DATA EXCERPTS

:::::

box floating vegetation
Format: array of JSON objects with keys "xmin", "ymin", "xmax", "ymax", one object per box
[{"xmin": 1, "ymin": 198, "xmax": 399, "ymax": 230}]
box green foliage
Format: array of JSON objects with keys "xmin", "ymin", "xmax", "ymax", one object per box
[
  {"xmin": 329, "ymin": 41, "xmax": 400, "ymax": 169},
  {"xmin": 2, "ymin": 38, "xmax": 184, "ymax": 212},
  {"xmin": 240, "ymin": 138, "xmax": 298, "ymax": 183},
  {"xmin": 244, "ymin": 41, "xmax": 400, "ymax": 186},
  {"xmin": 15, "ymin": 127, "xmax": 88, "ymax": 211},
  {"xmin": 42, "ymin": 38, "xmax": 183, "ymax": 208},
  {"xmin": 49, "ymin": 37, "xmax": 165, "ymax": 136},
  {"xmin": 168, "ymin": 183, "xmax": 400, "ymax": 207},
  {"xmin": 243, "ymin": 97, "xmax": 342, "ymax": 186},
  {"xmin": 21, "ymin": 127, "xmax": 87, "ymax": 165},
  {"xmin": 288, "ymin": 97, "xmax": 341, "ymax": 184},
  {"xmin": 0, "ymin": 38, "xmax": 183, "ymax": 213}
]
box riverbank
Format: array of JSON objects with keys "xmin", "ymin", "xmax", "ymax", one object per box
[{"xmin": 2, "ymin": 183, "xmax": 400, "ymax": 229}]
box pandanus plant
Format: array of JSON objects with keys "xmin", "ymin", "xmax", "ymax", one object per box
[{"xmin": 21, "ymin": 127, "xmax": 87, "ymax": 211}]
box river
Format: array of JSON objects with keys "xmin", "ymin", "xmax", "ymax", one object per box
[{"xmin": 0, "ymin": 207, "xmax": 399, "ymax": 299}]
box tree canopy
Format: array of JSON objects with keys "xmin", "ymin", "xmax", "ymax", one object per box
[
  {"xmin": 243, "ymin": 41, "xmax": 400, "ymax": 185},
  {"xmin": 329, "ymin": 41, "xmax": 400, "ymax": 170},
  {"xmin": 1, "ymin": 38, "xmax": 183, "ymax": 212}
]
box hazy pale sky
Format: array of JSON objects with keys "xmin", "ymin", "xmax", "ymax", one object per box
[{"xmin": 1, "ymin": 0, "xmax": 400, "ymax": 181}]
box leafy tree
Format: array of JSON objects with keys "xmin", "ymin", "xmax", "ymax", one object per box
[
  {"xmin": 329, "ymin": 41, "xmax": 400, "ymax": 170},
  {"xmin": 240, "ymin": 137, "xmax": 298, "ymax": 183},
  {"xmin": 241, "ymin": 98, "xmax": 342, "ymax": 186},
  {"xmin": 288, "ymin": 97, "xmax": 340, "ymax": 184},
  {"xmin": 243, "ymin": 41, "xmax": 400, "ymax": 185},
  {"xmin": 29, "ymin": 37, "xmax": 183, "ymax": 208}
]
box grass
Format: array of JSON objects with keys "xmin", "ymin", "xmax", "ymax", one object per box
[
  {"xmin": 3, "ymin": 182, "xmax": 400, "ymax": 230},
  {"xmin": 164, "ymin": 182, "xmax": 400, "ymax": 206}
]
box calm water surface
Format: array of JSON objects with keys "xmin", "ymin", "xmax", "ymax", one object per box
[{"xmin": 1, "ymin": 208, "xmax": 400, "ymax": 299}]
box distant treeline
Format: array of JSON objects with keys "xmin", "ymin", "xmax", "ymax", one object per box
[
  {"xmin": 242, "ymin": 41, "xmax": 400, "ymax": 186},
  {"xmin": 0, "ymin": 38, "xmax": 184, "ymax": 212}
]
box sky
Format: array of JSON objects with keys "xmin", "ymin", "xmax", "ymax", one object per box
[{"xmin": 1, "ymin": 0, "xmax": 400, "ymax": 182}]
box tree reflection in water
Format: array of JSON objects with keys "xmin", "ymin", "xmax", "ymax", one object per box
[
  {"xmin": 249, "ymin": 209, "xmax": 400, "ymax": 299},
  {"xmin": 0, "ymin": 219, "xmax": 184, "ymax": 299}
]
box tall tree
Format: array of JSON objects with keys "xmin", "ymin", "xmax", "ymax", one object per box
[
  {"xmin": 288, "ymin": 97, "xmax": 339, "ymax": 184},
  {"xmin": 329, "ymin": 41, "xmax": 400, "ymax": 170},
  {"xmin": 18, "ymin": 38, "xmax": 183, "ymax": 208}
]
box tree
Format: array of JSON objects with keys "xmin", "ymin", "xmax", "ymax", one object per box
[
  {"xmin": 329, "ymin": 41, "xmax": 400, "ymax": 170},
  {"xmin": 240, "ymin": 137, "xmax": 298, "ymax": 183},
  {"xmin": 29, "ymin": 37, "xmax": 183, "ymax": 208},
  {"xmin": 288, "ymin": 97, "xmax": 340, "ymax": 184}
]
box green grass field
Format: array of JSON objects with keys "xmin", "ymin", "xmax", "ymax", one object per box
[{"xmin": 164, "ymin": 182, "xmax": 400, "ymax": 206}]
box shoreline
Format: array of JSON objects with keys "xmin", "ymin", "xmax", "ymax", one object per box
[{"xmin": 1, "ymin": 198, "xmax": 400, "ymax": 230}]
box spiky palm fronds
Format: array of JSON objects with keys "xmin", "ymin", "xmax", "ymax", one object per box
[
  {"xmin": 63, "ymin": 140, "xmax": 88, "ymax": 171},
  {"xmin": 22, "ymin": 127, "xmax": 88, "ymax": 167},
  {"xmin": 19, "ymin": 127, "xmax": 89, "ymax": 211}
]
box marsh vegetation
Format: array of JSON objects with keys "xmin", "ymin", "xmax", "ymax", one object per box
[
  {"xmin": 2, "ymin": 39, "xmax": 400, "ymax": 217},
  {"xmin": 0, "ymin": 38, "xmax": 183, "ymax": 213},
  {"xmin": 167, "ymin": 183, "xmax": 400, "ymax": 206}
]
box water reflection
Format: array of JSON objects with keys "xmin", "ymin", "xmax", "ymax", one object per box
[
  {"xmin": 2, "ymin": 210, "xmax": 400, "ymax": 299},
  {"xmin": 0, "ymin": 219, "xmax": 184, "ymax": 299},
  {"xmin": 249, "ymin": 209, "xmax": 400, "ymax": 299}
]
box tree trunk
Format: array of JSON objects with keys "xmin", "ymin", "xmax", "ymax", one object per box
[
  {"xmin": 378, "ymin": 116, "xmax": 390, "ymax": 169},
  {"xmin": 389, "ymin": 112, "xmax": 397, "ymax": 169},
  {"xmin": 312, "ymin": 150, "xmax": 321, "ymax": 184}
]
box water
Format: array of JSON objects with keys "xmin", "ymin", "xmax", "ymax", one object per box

:::::

EXERCISE
Give only a number: how many lines of the data hold the string "water"?

SOLUTION FOR THIS PROBLEM
4